**Your instructions**
Using the records below, copy every line that holds the string "Outline".
[Exercise materials Boundary: Start]
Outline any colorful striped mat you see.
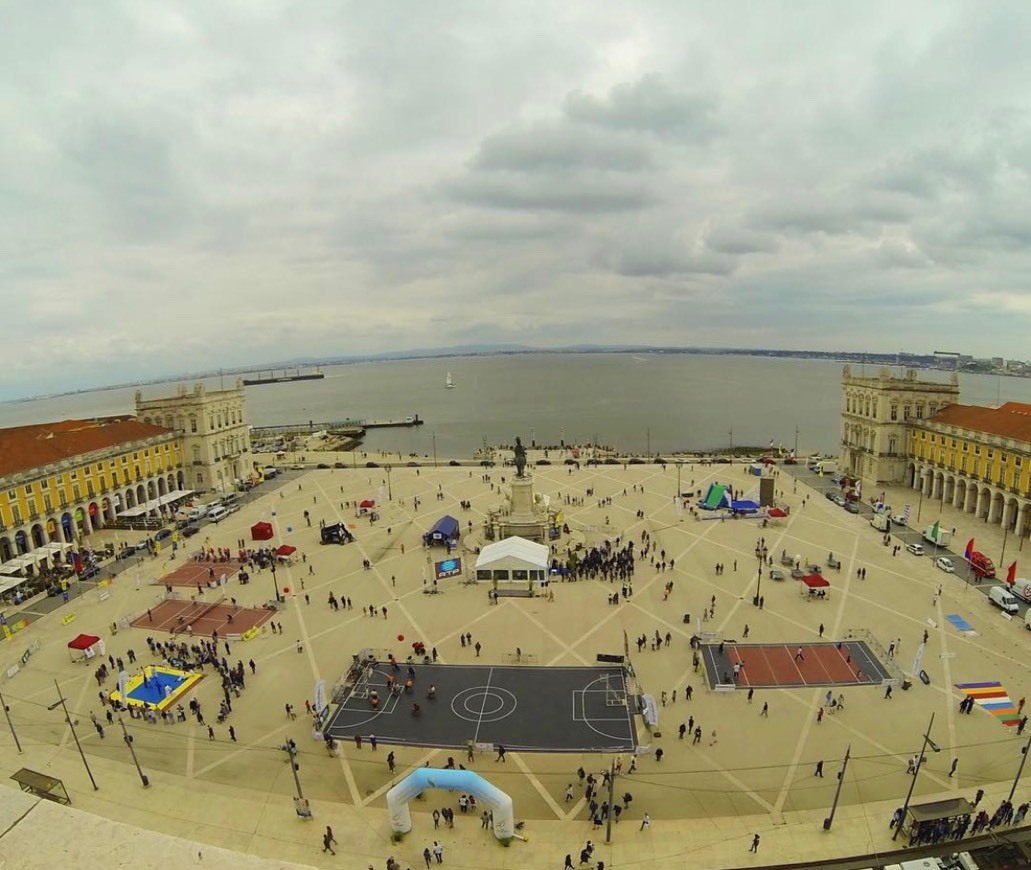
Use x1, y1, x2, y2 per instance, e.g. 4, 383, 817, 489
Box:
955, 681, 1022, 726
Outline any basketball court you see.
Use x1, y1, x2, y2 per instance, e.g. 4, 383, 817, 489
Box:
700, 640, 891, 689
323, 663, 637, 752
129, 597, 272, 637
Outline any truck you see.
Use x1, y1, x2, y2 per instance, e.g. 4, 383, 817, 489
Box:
[Exercise materials Boundary: End]
[Exercise materials Boundary: Start]
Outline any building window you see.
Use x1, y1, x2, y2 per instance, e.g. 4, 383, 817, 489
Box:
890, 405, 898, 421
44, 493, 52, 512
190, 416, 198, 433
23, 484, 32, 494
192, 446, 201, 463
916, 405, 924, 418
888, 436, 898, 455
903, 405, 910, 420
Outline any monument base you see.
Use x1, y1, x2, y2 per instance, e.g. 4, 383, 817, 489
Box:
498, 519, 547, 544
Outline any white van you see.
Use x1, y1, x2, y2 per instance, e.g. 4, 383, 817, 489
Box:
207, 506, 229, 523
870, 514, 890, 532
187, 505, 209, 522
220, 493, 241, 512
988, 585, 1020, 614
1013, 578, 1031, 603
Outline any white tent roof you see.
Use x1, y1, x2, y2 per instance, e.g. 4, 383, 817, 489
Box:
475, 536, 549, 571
[Exercise materials Boundary: End]
**Task answer**
Outline any colorful striped mat you see.
Outline any basketball court you see.
Outline any truck you see.
Outline any building window you see.
Outline any monument base you see.
Outline any white van you see.
Outline any white tent roof you see.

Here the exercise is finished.